━━ Texte fourni ━━

Il est l’un des trente-trois (33) joueurs ayant composé la glorieuse équipe du Front de Libération national (FLN). Le (très) discret Dahmane Defnoun (82 ans), invité par l’Agence nationale d’édition et de publicité (ANEP) à l’occasion de l’exposition de l’ouvrage « Ma vie, ma passion » de son ancien coéquipier Ahmed Zouba, nous a livré quelques croustillantes anecdotes sur cette historique sélection. Pour le natif de Saint-Eugène, du moins sur le plan personnel, l’unique intérêt était de «faire parvenir la cause algérienne au monde entier via le football».
Reporters : La nouvelle génération ne connaît pas vraiment monsieur Defnoun qui n’aime pas occuper les devants de la scène quand on parle de l’équipe du FLN. Quelle est votre histoire avec cette sélection militante ?

━━━

* **Exercices à faire**:
A) Les affirmations suivantes concordent-elles avec le texte sur Dahmane Defnoun : (i) Dahmane Defnoun a 82 ans ; (ii) Dahmane Defnoun est l'auteur de l'ouvrage « Ma vie, ma passion » ; (iii) Dahmane Defnoun est natif de Saint-Eugène ? Répondez à chacune par oui ou non, en citant les mots décisifs du texte.
B) Recopiez sans rien changer le passage du texte sur Dahmane Defnoun qui va de « Il est l’un » jusqu'à « sélection militante ? ».
Les enregistrements proviennent d'une autre source que le texte sur Dahmane Defnoun.

━━ Lignes de données ━━

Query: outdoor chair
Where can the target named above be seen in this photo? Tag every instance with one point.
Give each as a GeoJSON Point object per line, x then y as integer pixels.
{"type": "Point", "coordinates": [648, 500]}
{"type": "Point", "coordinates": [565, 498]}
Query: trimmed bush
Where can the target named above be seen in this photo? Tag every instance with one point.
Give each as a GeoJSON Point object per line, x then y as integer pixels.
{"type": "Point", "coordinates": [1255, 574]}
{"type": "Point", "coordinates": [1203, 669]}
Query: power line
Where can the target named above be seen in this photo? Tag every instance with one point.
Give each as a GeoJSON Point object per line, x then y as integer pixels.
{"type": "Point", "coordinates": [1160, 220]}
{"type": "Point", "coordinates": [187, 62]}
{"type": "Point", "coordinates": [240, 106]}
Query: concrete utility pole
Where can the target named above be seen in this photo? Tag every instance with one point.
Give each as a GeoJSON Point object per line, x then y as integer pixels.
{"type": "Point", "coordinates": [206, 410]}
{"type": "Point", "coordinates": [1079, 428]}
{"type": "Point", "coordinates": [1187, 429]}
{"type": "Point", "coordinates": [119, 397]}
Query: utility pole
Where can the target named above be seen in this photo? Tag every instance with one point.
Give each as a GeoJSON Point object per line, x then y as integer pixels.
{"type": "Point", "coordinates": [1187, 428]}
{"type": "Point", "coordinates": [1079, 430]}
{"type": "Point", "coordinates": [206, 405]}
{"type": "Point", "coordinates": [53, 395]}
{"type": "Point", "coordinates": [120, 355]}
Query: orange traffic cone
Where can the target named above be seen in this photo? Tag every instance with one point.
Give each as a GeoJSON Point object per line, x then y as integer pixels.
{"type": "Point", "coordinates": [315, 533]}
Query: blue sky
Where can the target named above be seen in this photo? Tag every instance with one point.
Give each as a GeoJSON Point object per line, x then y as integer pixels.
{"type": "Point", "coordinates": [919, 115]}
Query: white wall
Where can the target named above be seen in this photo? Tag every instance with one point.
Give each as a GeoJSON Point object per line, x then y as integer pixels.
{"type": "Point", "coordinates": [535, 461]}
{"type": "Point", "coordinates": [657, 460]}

━━━

* **Solutions par exercice**:
A)
(i) Oui : « Dahmane Defnoun (82 ans) »
(ii) Non : « l’ouvrage « Ma vie, ma passion » de son ancien coéquipier Ahmed Zouba »
(iii) Oui : « le natif de Saint-Eugène »

B)
Il est l’un des trente-trois (33) joueurs ayant composé la glorieuse équipe du Front de Libération national (FLN). Le (très) discret Dahmane Defnoun (82 ans), invité par l’Agence nationale d’édition et de publicité (ANEP) à l’occasion de l’exposition de l’ouvrage « Ma vie, ma passion » de son ancien coéquipier Ahmed Zouba, nous a livré quelques croustillantes anecdotes sur cette historique sélection. Pour le natif de Saint-Eugène, du moins sur le plan personnel, l’unique intérêt était de «faire parvenir la cause algérienne au monde entier via le football».
Reporters : La nouvelle génération ne connaît pas vraiment monsieur Defnoun qui n’aime pas occuper les devants de la scène quand on parle de l’équipe du FLN. Quelle est votre histoire avec cette sélection militante ?